Records of labeled boxes:
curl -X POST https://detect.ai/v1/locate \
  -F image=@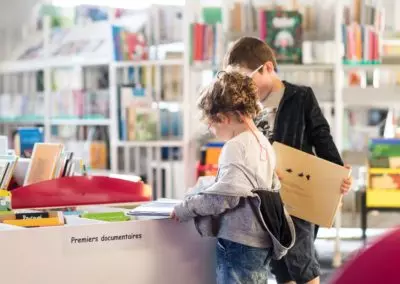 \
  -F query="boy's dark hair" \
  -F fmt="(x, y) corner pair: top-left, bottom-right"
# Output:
(224, 37), (277, 72)
(198, 71), (260, 122)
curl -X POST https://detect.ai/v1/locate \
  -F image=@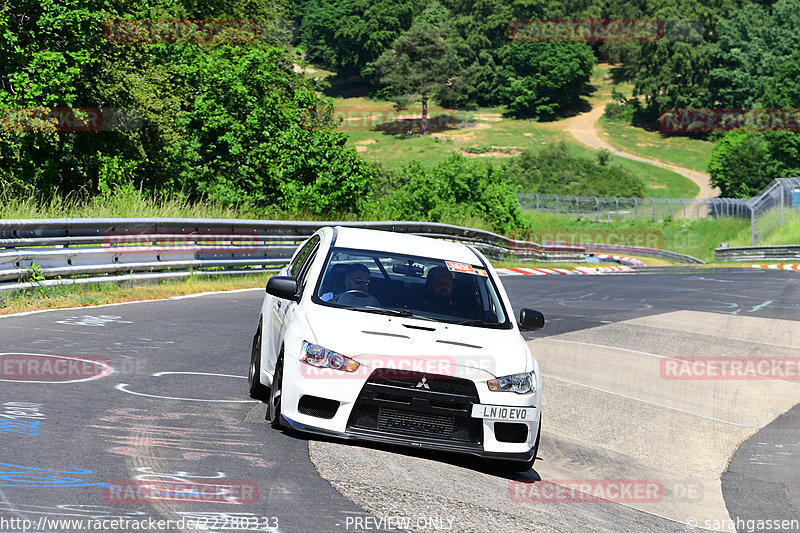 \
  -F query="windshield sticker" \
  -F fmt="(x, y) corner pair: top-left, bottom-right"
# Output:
(445, 261), (489, 277)
(445, 261), (475, 274)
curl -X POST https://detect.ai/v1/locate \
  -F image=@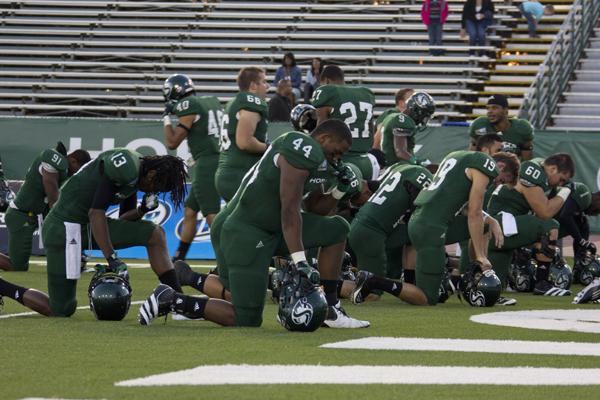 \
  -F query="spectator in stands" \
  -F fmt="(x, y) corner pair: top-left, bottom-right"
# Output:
(421, 0), (448, 56)
(519, 1), (554, 38)
(304, 57), (323, 103)
(460, 0), (494, 56)
(273, 52), (302, 99)
(269, 79), (294, 122)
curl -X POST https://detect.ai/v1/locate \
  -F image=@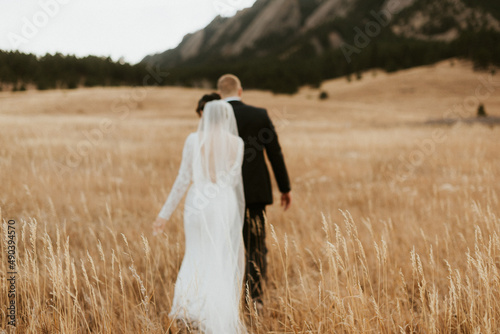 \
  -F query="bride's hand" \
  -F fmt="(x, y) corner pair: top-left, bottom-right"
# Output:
(153, 217), (167, 235)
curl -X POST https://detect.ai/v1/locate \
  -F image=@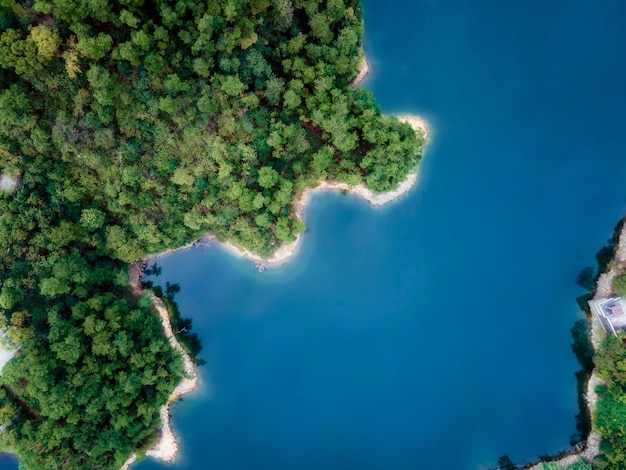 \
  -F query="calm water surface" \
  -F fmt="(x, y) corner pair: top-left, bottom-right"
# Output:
(0, 0), (626, 470)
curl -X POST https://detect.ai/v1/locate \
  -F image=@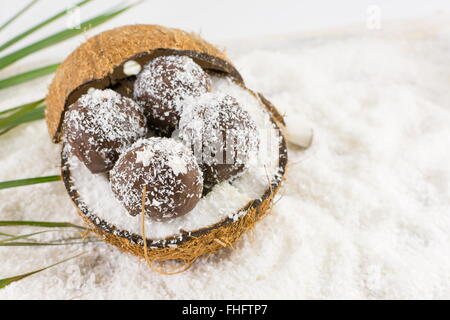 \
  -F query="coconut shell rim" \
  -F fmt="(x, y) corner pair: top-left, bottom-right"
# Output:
(61, 88), (288, 249)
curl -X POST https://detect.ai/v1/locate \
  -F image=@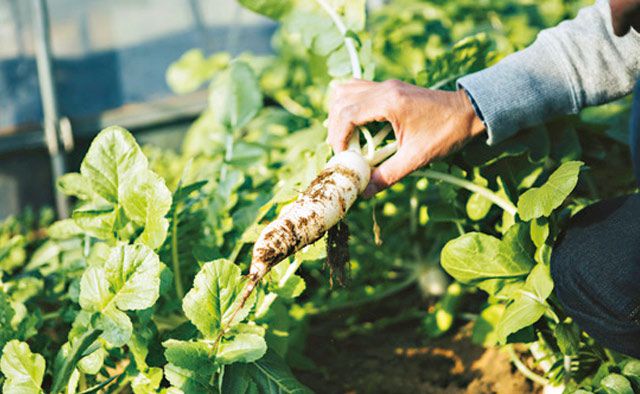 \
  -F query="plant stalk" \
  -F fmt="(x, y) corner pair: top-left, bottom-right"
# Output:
(51, 329), (102, 394)
(414, 170), (518, 216)
(505, 345), (549, 386)
(171, 206), (184, 299)
(315, 0), (362, 152)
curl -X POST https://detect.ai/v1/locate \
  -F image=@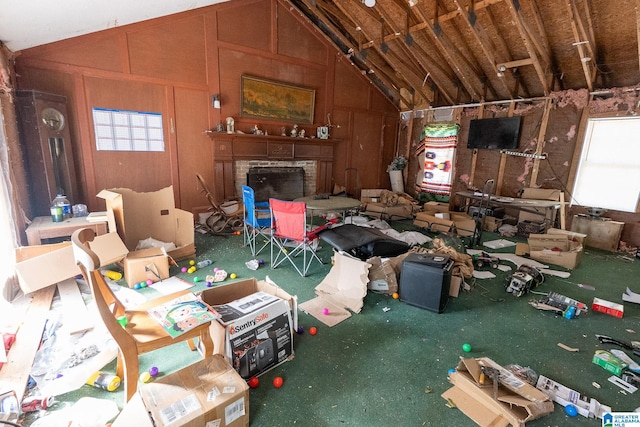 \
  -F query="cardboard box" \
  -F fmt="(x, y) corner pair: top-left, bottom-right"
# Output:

__Task description__: Return each line of the rows above that contains the string "query", treating uppercase and lowercase letters as distinct.

__Result below__:
  -F query="boy's dark hair" \
  -F query="windshield sticker" \
  -F query="spectator in stands" \
  -F query="bride's hand" \
  -F query="calm water surface" \
  -F query="coconut shell rim" \
  -F query="plant stalk" \
  -F query="cardboard box" \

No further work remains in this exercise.